Rescale the rows from the line containing "Target: green pot handle" through the end of the rows, repeating every line with its request and multiplying each point coordinate in the answers by 1.3, rounded to whole numbers with halves rounded up. Leave the pictures out.
## begin Extracted entries
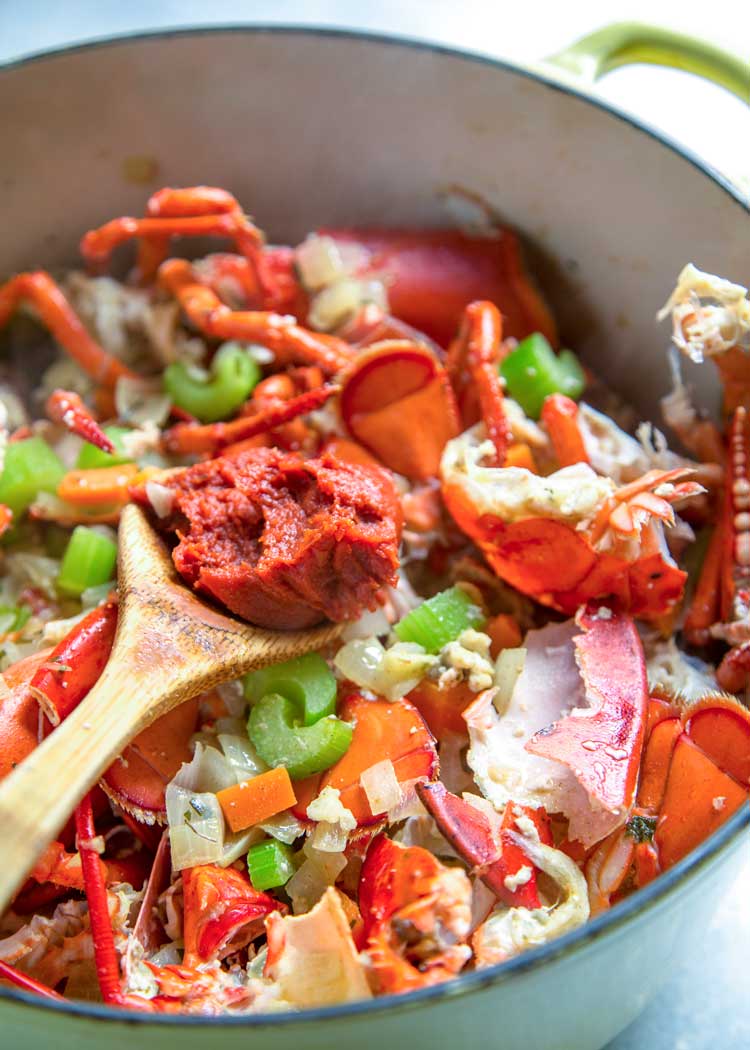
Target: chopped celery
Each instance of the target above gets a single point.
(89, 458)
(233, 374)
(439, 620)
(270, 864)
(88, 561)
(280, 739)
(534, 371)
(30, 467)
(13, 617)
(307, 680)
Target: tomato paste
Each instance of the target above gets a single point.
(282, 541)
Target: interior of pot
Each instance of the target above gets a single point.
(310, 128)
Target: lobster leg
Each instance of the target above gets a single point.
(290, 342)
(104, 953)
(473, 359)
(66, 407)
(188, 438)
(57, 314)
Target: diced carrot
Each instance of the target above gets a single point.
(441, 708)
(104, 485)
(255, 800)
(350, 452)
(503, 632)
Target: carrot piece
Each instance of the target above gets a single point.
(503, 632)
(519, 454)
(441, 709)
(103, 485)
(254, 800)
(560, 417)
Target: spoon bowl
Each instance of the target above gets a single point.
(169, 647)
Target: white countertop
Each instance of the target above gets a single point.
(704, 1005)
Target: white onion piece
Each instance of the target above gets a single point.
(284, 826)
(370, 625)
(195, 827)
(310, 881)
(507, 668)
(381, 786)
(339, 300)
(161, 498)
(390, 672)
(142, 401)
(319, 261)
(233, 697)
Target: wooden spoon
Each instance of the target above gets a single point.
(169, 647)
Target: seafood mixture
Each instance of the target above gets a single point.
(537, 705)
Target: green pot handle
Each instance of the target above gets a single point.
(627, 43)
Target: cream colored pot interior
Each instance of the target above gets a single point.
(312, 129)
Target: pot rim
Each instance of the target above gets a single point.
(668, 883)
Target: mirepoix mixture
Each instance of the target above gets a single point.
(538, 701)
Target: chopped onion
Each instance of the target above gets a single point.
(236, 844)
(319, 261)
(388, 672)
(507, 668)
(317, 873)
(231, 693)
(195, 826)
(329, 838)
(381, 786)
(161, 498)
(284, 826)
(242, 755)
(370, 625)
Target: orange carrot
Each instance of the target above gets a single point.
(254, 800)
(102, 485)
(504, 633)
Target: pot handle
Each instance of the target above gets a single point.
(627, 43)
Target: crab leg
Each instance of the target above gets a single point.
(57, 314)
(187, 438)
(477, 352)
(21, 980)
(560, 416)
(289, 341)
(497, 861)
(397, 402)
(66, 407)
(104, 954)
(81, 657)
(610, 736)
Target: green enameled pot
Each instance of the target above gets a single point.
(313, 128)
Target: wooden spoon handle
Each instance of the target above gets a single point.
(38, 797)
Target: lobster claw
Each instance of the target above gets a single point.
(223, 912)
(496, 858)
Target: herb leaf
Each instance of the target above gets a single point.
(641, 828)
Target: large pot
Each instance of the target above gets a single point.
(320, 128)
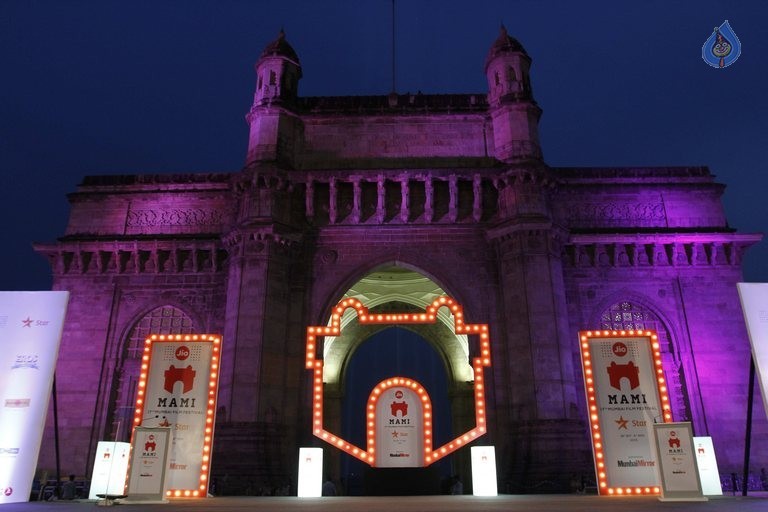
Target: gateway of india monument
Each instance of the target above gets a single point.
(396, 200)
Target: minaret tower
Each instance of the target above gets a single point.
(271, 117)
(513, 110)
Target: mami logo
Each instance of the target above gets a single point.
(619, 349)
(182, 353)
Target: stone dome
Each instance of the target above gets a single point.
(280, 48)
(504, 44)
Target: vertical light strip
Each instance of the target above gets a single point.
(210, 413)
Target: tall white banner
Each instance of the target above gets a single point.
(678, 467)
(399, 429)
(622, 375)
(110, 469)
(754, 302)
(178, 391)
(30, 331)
## end Extracted entries
◆ **Answer to the task**
Target: green pot handle
Each instance of the target above gets a single point.
(815, 56)
Target: cream colored pot interior
Each instance of the target above gets a single point.
(406, 168)
Target: pot rim
Each instance of the target above gets a single point.
(868, 1148)
Target: mirepoix mixture
Each instance of the target above gets a single point.
(699, 911)
Target: chopped onion
Each instance of the target above gets a single point.
(307, 1097)
(415, 339)
(504, 874)
(659, 868)
(412, 1135)
(300, 901)
(254, 1074)
(428, 1089)
(495, 1022)
(209, 647)
(369, 1074)
(315, 982)
(481, 813)
Target: orange carrot
Each instance of the target above gets a single point.
(330, 1040)
(133, 631)
(655, 823)
Target: pot handle
Each instance of the target above gets a single point.
(815, 56)
Target: crab leg
Each instance of the target above gets a single point.
(74, 408)
(243, 569)
(620, 458)
(27, 1274)
(728, 541)
(376, 443)
(646, 1119)
(516, 523)
(86, 529)
(135, 1240)
(105, 854)
(793, 957)
Target: green enameled pot
Each instance of the target above gets a single point.
(407, 166)
Target: wooden spoon handle
Each instance of the target above gets a single point.
(49, 1036)
Target: lobster claw
Each instance of the target above gets a single point.
(290, 1186)
(645, 1115)
Target: herb leaf
Each instance of the target above gets a single point.
(833, 1076)
Target: large pot
Each instance of the target above gets a single point.
(416, 166)
Target: gateway of india monument
Each instance of the target above gets a single point.
(515, 260)
Target: minaret tower
Each instance of the target above gets a single point.
(352, 152)
(667, 143)
Target: mami logo
Each instance of the target above gets a single point.
(805, 454)
(237, 459)
Target: stone dome
Each instance of the target above gets a single point.
(364, 62)
(655, 57)
Target: vertical light strip
Each instance of the target above gets a single point.
(273, 537)
Target: tall white banner
Each instance of the target above gets a single point.
(881, 607)
(519, 558)
(809, 488)
(143, 610)
(980, 393)
(231, 508)
(39, 430)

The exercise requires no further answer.